▶ _TEXTE PRÉSENTÉ_:
┏━━

Football féminin. David, Léonie Fleury et l’USAV
5 novembre 2021Le football et la vie
David, d’où vient votre passion pour le football ?
J’ai commencé à y jouer à 14 ans, très tard, en banlieue parisienne. Alors que j’avais 16 ans, ma famille s’est installée à Annecy. Ayant intégré le club d’Annecy-le-Vieux dès mon arrivée, je m’y suis tout de suite senti très à l’aise. Le foot me permettait de relier ma passion et les relations indispensables à cet âge. J’avais déjà des liens avec la région parce que j’avais appris à skier en colonie de vacances à la Sambuy à l’âge de 5 ou 6 ans. J’ai arrêté de jouer récemment : l’âge, le travail à côté, mais je continue de coacher en football féminin.
Quand les enfants contribuent à former les parents
Vous êtes passé de l’autre côté ?
En 92, je rencontre Céline, qui va devenir ma femme. Je pars au Liban pour mon service militaire. À mon retour, j’arrête le foot et Céline le hand. Nous voulons fonder une famille. Nous avons notre première enfant, Léonie. Elle se promenait toujours avec un ballon, tapait dedans. Une première tentative au club de Meythet ne lui a pas convenu. Elle voulait jouer avec des garçons. D’où l’inscription au club d’Annecy-le-Vieux.. Elle avait dix ans. C’est elle qui m’a ramené au foot, avec les seniors puis les vétérans. Léonie a joué avec des garçons jusqu’à l’âge de 14 ans. Toutes ses sélections départementales et régionales ont eu lieu pendant cette période.
Le parcours de Léonie Fleury
Léonie a été repérée par des grands clubs, Saint-Étienne notamment et l’Olympique Lyonnais. Elle a participé à la coupe nationale de moins de 15 ans avec la sélection Rhône-Alpes. Les résultats lui ont permis d’être sélectionnée dans le centre de l’équipe de France en région, à Vaulx-en-Velin. Elle a donc intégré le Pôle Espoirs Féminin pendant 3 ans et l’équipe féminine de Saint-Étienne où elle a joué 6 années. Elle entame sa 3° saison au Servette de Genève.
Vous êtes revenu au foot avec le regard fixé sur votre fille et donc sur le foot féminin.

┗━━

▶ _DONNÉES SOURCES_:

┏━━

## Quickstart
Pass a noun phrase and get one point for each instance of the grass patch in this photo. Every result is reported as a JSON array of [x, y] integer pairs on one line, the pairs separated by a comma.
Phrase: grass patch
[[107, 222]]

┗━━

▶ _DÉFIS_:
1/ Répondez à ces questions sur l'entretien consacré au football féminin :
(a) À quel âge David a-t-il commencé à jouer au football ?
(b) Dans quel pays est-il parti pour son service militaire ?
(c) Pendant combien d'années Léonie a-t-elle joué dans l'équipe féminine de Saint-Étienne ?
2/ Ces affirmations sont-elles conformes à l'entretien consacré au football féminin ? Répondez par oui ou non en citant les mots qui tranchent.
(a) La famille de David s'est installée à Annecy quand il avait 16 ans.
(b) Léonie a joué avec des garçons jusqu'à l'âge de 10 ans.
(c) Léonie a passé 5 ans au Pôle Espoirs Féminin.

▶ _CORRIGÉ_:
1/
(a) À 14 ans.
(b) Au Liban.
(c) Pendant 6 années.

2/
(a) Oui : « Alors que j’avais 16 ans, ma famille s’est installée à Annecy. »
(b) Non : « Léonie a joué avec des garçons jusqu’à l’âge de 14 ans. »
(c) Non : « Elle a donc intégré le Pôle Espoirs Féminin pendant 3 ans »